#### [Referring expression pointing data]
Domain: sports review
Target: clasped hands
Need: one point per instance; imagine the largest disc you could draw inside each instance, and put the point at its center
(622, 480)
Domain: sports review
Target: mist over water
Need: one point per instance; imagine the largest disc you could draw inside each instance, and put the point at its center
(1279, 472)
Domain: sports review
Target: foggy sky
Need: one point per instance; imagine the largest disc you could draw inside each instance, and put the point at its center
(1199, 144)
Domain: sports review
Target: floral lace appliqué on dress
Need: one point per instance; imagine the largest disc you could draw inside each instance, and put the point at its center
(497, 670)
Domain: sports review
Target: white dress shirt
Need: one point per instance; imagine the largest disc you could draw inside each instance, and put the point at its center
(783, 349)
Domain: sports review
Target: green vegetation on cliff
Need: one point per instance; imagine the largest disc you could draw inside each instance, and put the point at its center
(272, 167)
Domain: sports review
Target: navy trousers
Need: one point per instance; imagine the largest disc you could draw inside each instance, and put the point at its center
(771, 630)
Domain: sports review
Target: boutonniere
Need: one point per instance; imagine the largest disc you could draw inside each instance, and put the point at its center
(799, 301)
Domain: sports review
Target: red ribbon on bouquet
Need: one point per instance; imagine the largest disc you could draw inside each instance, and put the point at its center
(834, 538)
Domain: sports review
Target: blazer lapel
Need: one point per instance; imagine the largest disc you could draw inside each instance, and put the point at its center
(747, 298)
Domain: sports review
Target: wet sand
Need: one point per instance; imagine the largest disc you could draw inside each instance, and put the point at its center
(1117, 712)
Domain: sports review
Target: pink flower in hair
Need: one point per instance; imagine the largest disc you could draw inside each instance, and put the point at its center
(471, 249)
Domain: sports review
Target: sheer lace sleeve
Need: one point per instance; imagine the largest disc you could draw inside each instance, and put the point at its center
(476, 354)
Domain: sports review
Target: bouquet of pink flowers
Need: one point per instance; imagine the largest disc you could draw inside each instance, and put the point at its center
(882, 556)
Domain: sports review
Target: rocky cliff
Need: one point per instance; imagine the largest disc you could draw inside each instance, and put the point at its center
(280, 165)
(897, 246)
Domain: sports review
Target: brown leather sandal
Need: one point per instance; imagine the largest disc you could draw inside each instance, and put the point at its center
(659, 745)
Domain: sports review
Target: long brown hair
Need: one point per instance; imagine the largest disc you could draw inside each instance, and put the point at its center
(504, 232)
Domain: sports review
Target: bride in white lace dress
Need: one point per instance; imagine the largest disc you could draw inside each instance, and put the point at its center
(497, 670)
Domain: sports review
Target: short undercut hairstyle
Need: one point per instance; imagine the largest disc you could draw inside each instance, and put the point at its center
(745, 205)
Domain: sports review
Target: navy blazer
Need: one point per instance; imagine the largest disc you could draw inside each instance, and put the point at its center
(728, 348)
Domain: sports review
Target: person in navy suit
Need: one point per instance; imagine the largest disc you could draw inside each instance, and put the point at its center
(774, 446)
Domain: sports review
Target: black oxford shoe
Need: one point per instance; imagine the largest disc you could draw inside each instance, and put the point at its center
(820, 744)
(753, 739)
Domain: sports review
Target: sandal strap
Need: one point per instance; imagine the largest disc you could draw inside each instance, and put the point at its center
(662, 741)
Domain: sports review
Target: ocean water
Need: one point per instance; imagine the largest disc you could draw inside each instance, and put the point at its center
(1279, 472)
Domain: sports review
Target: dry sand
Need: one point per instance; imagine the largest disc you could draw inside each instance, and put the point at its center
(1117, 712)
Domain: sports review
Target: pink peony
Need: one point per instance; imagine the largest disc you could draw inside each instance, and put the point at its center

#### [Exercise brief]
Print the records above once again, exactly as written.

#### [Exercise result]
Domain: sports review
Target: clasped hands
Need: one point per instance; imagine the largest disc you could draw inside each instance, and put the point at its center
(622, 480)
Domain: sports review
Target: mist over water
Need: one point per instance; imagine the largest disc you could draw inside each instance, and put the point at its center
(1279, 472)
Domain: sports review
Target: foggy sky
Need: one point per instance; imagine the largest disc you could draw inside each instance, and put the point at its center
(1199, 144)
Domain: sports review
Target: floral lace appliqué on dress
Need: one point per instance; imagine the largest disc you could draw inside each instance, and put the point at its center
(497, 670)
Domain: sports review
Target: white dress shirt
Need: one point per instance; imagine the largest disc you could draw inside each instance, and put the point at its center
(783, 349)
Domain: sports review
Target: green vegetation on cliff
Need: one point per instance; imagine the largest disc you could draw inside each instance, and put the point at its center
(272, 167)
Domain: sports review
Target: navy trousers
Need: one point per instance; imagine the largest disc you could draw inside each instance, and put the point at its center
(771, 630)
Domain: sports review
Target: boutonniere
Need: one point per instance; imagine the largest disc you could draw inside each instance, and put the point at its center
(799, 301)
Domain: sports review
Target: red ribbon on bouquet
Need: one point per instance; imagine the largest disc you could draw inside each instance, and put the point at its center
(834, 538)
Domain: sports review
Target: blazer lapel
Need: one point per instance; imagine the largest disc you could draw inside each instance, and put the point at its center
(747, 298)
Domain: sports review
Target: wet sand
Need: one point per instance; imagine the largest disc you could draw inside each instance, and put the point at its center
(1117, 712)
Domain: sports review
Target: pink flower in hair
Need: one point per instance; imagine the largest disc you could draw inside each instance, and put the point at its center
(471, 249)
Domain: sports review
Target: sheer lace sleeve
Need: one point per instance; imagine the largest disc you could draw inside each instance, and put the point at its center
(476, 354)
Domain: sports review
Target: bouquet of pink flowers
Need: one point per instance; imagine the largest disc you could draw inside each instance, and put the point at its center
(882, 556)
Domain: sports review
Target: rocky cliff
Need: one point per instance; imagine the largest disc you could draw inside each instance, and put the point at its center
(280, 165)
(897, 246)
Domain: sports review
Target: brown leather sandal
Need: one point per instance; imagine the largest disc you could draw inside each instance, and put the point at its center
(659, 745)
Domain: sports review
Target: long brown hair
Need: one point per instance; imagine the largest disc you could draw inside each instance, and put the point at its center
(504, 232)
Domain: sports review
Target: bride in white lace dress
Need: one point per instance; imagine the largest disc you could draw inside each instance, and put the point at its center
(497, 670)
Domain: sports review
Target: short undercut hairstyle
Need: one point per instance; imagine the largest disc you could draw inside each instance, and put the point at its center
(745, 205)
Domain: sports review
Target: navy blazer
Need: one point per instance; imagine the largest disc you could draw inside each instance, and put the point at its center
(728, 348)
Domain: sports review
Target: person in navy suit
Need: one point per instance; imagine the largest disc you could draw inside each instance, and put the point at its center
(774, 446)
Domain: sports review
Target: black oxford shoe
Need: one point per instance; imagine the largest disc you could draw inside each instance, and put the point at its center
(820, 744)
(753, 739)
Domain: sports review
Target: sandal strap
Need: one point per instance; imagine the largest disc you could draw inside each instance, and put the point at its center
(662, 741)
Domain: sports review
Target: ocean water
Need: one point per instance; imagine the largest disc you could draw inside each instance, and put the point at its center
(1279, 472)
Domain: sports review
Target: dry sand
Need: one point per instance; imagine the largest disc you could draw inside each instance, and put the point at its center
(1117, 712)
Domain: sports review
Target: pink peony
Need: one point per instance; imagine the largest disc you could draw inside each instance, and put the point at its center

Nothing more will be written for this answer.